_Stated exercise_.
Reproduce every one of the items below, substituting "most central" for each occurrence of "innermost" and leaving all other text unchanged.

_Listing_.
-.-.-

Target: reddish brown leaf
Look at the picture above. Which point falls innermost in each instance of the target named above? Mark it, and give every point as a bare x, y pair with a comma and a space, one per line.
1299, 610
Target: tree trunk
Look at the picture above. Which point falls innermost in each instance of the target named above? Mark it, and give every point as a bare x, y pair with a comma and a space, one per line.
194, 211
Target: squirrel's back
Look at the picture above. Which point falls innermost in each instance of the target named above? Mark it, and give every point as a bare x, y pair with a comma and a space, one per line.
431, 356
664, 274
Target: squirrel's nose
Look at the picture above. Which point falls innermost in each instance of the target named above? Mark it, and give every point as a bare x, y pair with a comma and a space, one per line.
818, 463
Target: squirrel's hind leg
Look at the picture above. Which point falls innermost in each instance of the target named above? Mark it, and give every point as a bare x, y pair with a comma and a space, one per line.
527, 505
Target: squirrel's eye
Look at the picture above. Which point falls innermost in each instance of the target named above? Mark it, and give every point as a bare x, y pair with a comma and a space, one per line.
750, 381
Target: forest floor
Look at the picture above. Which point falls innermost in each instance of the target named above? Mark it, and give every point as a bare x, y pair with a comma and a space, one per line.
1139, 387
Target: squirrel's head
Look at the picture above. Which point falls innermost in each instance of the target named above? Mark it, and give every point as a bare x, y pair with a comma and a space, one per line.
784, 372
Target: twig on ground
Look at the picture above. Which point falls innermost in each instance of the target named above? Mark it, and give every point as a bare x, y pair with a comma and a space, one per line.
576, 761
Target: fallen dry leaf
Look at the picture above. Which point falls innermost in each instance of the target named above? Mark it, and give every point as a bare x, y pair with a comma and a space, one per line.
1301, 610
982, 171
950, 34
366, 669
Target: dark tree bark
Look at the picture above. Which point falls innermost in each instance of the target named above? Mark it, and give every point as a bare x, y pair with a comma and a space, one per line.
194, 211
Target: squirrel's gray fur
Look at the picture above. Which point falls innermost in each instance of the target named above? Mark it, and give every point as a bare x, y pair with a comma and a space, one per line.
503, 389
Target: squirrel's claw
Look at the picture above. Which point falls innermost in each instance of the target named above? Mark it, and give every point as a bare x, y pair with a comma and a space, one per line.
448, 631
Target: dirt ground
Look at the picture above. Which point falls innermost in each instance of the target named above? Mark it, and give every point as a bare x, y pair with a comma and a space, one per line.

-.-.-

_The solution_.
Target: reddish brown leaf
Look at the picture above. Which point falls most central in each instance of the target named above? Mark it, and give every point as a bare x, y pair with a comma and a space, one per line.
1299, 610
Target: tree trunk
Look at the picture above. Which point falls most central in each instance of the target named above? Mark it, and give every point as a bare x, y pair with a comma and a space, one per line.
194, 211
Target: squirrel's back
Look at the picture above. Which point falls most central in each instance of the target named above? Mark it, and give every point as a bare x, y pair with a comma and a space, one per line.
431, 356
664, 274
Target: squirrel's nose
Look at the picture above. Which point falls most central in each instance of the target named above? Mark it, and give every point as a bare x, y pair with a comma and a space, one per line.
818, 463
Target: squirrel's hind leg
Look at the picture above. Which point falls most central in each instance of the target named above? Mark it, and give every point as a bare x, y pair with a comma and a space, one per line.
527, 505
Target: squirrel's eye
Look at the picture above. Which point falls most central in each instance of the target named above? Mark it, and give every point as a bare x, y pair with a comma and a space, one per line.
750, 381
Target: forest floor
Look at the picture above. Which point falls most central in each instance of the target named above? Mark it, and give every point as a bare x, y pair with a comma and a space, one per line.
1139, 387
Target: squirrel's head
Look at the picture above. Which point falls most central in each instance of the target named above? Mark it, and give every point as a bare x, y pair with a comma and a space, one per line.
784, 372
Target: twig on ground
Look at the picture above. Which point falls most central in each instance of the target named above? Mark it, and give every point as a bare x, y pair with a comma and a space, one per line.
576, 761
Target: fallen dry leaf
Look at the picture above. Which point falls most central in each instance of the target named above? Mark it, and give every point as a bare x, y pair with a comma and a space, one per line.
1301, 610
982, 171
950, 34
366, 669
Target: dark tree bark
Look at the picture above. Which point falls most central in each instance of the target named above? Mark it, and give every point as a bare x, y pair with a comma and a space, one per line.
194, 211
Target: squirrel's gray fur
Look at the picture above. Which point falls most central in each instance of the target named above? Mark it, and give every point as a bare x, y pair with a comma and a space, one per line.
503, 389
Target: squirrel's claw
Look at the picture above. Which point falls most central in each instance of the target named above? Mark it, and give every point as a bare x, y pair with a comma and a space, one per line.
448, 631
Target: dirt ground
Look at the picture above. Which point falls most central in each instance of the target named above? Mark it, and give every point as a bare x, y pair with a comma and a space, one per line.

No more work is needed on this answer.